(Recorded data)
---+---

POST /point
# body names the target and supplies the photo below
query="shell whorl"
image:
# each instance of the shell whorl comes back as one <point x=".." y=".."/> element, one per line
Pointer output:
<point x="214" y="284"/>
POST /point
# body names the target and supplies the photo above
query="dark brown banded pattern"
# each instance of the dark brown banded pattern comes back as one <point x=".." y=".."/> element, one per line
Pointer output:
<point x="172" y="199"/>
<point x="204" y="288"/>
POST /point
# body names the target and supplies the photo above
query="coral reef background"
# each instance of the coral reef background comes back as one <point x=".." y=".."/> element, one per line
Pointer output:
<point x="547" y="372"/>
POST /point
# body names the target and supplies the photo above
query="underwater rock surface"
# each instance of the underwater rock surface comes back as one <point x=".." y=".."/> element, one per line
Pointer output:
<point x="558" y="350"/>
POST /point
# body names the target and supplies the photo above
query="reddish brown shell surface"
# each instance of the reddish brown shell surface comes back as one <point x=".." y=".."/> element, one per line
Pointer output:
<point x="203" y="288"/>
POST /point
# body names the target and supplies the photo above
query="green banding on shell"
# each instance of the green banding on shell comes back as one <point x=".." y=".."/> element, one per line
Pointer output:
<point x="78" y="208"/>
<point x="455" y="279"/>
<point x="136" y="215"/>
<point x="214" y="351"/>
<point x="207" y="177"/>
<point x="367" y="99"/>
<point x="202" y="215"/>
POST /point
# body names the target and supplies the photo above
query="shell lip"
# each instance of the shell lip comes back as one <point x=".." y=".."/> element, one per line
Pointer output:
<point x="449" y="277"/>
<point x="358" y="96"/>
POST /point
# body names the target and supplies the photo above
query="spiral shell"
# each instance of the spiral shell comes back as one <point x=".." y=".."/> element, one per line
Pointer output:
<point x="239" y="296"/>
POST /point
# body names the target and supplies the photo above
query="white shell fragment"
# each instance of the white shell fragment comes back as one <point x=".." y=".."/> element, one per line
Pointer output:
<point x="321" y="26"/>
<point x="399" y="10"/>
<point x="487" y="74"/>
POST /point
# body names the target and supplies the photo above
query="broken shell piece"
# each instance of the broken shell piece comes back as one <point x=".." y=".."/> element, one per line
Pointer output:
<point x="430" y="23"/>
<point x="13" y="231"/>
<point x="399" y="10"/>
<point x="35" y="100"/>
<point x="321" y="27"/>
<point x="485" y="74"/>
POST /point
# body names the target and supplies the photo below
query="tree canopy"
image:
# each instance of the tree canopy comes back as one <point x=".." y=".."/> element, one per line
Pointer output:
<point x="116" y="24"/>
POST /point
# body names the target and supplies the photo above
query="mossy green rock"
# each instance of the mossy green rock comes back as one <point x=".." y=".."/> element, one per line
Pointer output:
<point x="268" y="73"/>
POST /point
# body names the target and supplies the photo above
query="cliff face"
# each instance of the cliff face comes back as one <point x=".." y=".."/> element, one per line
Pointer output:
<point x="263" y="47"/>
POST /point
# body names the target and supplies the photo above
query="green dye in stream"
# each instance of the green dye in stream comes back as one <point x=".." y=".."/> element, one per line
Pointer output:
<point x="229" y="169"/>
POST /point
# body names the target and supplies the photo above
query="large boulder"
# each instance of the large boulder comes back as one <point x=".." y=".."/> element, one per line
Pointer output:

---+---

#### [The exercise]
Count the lines in the records above that contain the string "reddish", treating uppercase and lowercase as different. Reply with the number alone.

#### [Written response]
2